WHAT TO DO:
Between the line containing "Target: green apple" and the line containing "Target: sliced carrot" lies a run of lines; give that run again exactly, with both of those lines, and nothing else from the entries below.

SUPPLIED MATERIAL:
"""
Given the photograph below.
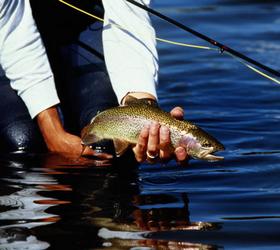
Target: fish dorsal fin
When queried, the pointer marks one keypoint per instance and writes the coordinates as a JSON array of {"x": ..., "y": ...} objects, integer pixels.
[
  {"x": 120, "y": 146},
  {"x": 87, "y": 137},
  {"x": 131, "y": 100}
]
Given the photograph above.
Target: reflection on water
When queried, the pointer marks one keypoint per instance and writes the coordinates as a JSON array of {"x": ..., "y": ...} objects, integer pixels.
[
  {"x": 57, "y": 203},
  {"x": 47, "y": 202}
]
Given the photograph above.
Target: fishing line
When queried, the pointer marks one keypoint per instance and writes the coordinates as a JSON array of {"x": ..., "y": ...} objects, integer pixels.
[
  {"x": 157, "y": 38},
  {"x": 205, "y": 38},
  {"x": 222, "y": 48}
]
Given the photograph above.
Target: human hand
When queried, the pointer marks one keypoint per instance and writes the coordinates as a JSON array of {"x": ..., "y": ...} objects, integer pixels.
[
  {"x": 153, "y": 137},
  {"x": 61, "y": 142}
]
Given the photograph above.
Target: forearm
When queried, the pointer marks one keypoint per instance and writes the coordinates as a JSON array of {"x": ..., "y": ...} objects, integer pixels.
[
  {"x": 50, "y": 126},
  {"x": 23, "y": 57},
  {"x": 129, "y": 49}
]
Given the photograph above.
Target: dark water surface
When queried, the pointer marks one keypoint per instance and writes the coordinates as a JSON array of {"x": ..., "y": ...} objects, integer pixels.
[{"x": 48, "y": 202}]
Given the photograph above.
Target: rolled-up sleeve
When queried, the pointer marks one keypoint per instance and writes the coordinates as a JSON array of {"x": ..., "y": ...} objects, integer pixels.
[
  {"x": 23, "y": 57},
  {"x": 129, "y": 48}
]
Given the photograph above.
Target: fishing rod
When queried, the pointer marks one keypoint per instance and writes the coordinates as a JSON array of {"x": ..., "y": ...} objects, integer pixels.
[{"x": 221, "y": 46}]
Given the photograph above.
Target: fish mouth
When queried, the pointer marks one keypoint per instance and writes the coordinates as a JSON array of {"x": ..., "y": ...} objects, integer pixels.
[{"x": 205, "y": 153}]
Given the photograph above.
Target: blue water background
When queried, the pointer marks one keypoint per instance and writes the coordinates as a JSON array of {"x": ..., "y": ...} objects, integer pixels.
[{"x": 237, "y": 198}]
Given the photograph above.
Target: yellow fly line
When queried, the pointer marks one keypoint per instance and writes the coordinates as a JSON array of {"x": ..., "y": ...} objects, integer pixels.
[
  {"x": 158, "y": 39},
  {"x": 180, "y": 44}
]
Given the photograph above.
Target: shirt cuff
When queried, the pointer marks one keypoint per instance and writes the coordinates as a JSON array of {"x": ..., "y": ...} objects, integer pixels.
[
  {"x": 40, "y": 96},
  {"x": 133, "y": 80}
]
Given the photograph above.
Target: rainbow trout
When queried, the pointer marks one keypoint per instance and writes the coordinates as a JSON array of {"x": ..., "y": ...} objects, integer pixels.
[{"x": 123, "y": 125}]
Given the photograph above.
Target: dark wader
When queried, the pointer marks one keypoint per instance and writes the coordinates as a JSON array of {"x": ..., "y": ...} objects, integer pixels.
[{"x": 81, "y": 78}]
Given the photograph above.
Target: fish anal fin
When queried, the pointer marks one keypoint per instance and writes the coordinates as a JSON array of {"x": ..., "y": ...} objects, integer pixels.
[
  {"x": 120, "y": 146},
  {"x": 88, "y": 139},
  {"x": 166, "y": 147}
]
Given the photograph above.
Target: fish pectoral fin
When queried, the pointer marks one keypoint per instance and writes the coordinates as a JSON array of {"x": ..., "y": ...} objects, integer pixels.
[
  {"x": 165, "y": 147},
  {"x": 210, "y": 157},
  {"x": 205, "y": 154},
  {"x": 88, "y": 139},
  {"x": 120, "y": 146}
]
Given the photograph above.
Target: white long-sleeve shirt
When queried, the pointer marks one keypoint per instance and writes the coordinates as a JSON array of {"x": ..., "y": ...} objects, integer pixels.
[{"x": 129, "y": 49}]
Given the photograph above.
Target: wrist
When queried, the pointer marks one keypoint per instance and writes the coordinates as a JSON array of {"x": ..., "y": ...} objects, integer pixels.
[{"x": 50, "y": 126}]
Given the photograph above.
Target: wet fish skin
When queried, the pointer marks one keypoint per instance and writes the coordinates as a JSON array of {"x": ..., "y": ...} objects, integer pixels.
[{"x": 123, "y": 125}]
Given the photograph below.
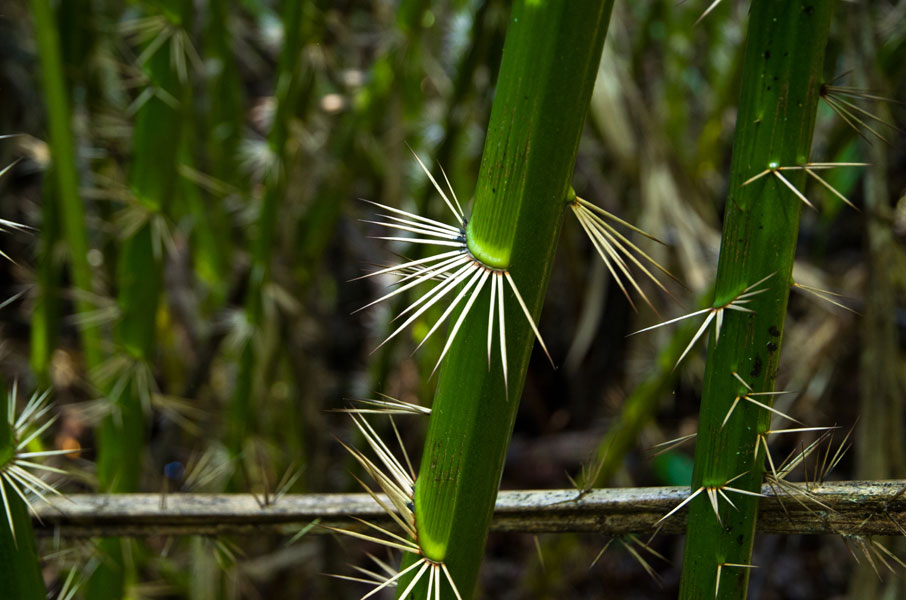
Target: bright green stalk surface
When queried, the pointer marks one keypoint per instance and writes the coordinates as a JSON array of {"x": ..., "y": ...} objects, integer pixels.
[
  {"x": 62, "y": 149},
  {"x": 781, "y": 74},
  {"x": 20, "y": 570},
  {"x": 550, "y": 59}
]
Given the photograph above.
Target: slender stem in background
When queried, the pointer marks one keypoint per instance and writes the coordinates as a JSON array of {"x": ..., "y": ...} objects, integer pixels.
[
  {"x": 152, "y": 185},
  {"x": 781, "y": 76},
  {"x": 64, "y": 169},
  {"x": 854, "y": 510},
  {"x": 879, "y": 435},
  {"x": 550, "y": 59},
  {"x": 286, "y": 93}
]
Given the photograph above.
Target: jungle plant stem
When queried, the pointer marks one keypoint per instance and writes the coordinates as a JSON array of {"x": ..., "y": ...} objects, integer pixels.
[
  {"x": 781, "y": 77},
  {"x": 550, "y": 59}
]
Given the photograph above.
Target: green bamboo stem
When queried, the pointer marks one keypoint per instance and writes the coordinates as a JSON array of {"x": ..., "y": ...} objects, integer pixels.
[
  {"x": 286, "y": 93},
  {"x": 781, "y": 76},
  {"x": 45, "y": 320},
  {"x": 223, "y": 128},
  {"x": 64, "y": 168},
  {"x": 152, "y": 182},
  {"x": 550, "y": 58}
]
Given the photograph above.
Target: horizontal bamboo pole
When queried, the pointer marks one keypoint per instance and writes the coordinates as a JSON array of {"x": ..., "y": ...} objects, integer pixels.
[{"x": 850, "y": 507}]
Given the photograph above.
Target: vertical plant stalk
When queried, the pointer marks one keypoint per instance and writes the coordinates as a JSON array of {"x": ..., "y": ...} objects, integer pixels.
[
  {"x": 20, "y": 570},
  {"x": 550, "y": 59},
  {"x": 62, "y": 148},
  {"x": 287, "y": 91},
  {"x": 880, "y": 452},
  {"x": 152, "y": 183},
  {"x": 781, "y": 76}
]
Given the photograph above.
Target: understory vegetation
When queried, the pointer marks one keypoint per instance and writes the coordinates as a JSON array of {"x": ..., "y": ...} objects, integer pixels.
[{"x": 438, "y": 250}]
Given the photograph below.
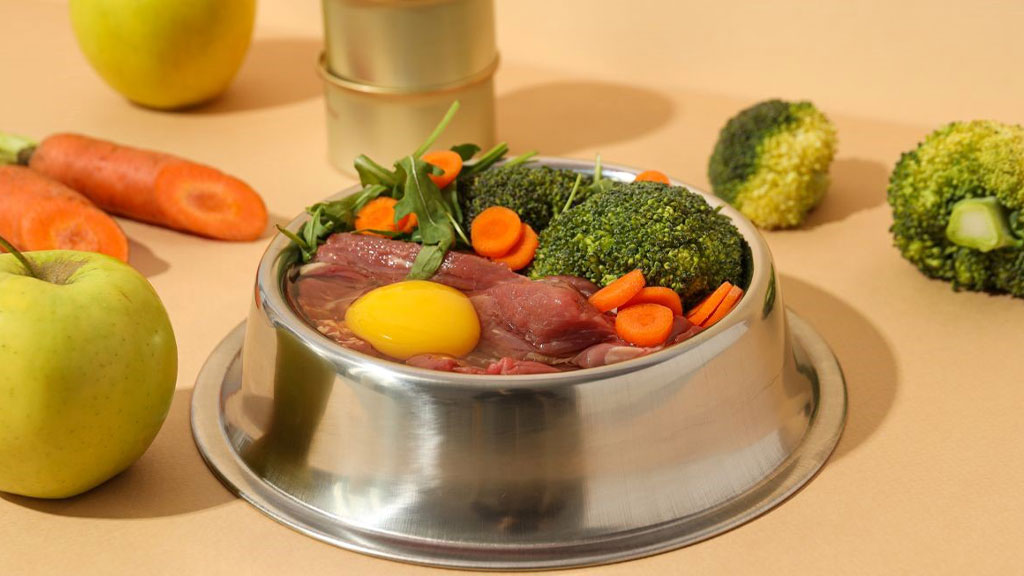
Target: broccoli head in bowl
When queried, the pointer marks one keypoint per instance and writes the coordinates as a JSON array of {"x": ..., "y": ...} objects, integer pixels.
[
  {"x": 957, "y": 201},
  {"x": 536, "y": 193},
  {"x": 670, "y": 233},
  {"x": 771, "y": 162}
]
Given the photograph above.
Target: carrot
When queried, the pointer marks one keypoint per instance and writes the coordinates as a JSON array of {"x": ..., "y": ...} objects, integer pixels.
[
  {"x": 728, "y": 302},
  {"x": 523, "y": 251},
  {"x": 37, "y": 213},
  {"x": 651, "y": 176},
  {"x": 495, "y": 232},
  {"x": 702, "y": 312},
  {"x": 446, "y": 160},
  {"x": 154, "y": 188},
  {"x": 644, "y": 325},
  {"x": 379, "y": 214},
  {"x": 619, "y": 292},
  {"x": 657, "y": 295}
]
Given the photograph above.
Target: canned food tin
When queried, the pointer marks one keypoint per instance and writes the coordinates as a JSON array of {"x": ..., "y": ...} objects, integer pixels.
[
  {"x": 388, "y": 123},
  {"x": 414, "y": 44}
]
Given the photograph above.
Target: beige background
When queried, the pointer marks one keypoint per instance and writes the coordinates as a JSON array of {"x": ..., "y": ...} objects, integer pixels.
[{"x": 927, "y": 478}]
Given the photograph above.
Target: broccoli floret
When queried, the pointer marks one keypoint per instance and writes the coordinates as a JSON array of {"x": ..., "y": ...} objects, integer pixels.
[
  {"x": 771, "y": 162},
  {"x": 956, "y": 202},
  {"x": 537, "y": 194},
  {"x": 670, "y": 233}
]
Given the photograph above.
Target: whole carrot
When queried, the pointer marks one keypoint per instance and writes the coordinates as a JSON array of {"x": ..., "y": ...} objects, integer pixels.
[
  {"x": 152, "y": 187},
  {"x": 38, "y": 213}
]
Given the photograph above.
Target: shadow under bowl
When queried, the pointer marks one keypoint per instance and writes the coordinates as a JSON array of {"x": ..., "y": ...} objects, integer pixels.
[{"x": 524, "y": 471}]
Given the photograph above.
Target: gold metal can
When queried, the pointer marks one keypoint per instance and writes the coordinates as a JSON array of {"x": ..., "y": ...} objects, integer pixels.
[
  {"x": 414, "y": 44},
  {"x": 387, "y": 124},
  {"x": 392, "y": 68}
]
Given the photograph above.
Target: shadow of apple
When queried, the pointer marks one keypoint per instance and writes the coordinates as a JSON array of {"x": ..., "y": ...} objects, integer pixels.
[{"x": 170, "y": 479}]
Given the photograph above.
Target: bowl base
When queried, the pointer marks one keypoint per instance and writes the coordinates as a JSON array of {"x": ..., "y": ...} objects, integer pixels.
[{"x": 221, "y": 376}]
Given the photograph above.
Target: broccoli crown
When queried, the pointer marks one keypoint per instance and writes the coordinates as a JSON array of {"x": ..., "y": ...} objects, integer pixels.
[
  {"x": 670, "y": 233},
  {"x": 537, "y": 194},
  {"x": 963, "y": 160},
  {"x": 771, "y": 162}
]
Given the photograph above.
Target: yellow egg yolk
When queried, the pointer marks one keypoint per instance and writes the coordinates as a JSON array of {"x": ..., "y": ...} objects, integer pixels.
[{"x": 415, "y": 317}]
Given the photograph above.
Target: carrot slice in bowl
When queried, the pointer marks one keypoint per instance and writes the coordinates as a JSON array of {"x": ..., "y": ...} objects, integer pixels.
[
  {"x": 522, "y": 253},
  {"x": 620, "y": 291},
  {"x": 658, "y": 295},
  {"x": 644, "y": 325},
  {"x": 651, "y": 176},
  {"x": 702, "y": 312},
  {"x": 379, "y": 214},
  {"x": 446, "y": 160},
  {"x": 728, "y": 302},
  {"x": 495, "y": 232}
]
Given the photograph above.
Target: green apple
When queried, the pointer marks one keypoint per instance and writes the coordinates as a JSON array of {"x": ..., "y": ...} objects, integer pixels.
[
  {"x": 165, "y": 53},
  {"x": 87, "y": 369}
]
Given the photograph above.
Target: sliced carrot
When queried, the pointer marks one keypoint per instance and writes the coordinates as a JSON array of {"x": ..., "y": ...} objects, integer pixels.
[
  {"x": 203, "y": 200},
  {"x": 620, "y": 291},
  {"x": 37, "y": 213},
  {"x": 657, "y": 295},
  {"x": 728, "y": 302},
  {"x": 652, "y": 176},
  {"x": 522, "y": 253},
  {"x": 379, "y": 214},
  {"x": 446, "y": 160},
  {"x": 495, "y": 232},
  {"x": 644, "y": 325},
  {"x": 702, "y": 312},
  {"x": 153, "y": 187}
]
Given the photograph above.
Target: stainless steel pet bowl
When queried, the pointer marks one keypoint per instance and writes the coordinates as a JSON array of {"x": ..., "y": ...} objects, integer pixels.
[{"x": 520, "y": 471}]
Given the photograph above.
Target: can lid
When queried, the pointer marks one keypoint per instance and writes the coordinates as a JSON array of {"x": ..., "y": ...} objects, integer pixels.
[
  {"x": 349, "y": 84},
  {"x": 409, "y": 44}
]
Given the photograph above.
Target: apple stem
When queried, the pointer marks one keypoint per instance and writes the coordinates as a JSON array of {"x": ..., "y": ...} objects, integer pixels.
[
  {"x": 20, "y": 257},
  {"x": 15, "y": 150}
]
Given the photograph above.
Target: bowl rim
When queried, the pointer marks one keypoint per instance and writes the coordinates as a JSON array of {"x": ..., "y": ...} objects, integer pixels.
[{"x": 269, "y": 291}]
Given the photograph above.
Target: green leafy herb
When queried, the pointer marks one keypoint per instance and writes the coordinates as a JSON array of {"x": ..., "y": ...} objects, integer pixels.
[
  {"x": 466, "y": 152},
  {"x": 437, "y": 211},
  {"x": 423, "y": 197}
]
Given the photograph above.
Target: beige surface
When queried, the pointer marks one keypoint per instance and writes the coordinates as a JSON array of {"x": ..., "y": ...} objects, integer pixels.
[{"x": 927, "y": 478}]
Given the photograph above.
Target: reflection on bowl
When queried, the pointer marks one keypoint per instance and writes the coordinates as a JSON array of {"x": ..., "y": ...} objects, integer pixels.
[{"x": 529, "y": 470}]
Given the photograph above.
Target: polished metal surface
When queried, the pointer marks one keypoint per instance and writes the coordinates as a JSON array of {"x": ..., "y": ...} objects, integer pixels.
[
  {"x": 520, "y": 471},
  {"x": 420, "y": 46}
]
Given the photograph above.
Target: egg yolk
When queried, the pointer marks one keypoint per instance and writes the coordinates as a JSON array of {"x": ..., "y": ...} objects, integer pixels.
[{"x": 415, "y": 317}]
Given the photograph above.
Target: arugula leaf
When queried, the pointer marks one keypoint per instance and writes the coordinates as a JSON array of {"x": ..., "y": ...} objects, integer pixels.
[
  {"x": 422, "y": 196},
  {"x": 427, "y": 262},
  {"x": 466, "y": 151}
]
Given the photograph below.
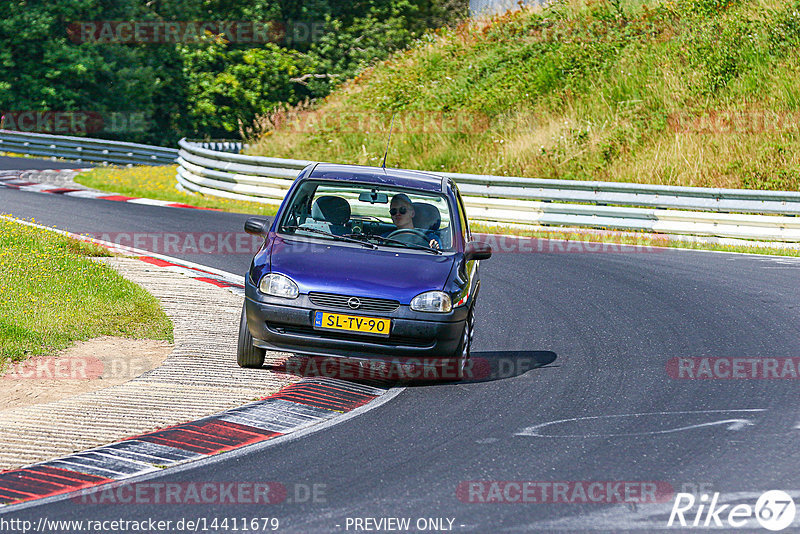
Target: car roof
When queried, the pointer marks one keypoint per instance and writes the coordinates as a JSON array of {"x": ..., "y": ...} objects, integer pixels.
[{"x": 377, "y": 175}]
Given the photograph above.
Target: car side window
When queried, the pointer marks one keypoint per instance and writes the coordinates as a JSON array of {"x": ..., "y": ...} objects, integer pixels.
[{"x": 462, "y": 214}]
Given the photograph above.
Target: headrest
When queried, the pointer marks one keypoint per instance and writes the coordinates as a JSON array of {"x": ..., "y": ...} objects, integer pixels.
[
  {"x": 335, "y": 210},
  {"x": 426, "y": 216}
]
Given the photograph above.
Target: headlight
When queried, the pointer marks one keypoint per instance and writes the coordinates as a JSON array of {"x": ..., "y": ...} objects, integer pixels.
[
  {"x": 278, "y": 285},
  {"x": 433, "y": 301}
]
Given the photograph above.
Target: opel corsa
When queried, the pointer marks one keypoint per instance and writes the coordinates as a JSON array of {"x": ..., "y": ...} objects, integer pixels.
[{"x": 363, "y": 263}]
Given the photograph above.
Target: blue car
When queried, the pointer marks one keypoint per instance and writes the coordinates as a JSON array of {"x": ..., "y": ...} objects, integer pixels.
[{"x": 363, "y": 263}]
"""
WRITTEN RESPONSE:
Target: green apple
When queried, the pointer marks one keypoint per instance and writes the coordinates as a JSON array of {"x": ..., "y": ...} objects, integer pixels.
[
  {"x": 165, "y": 53},
  {"x": 87, "y": 369}
]
Given the photograph above.
Target: sliced carrot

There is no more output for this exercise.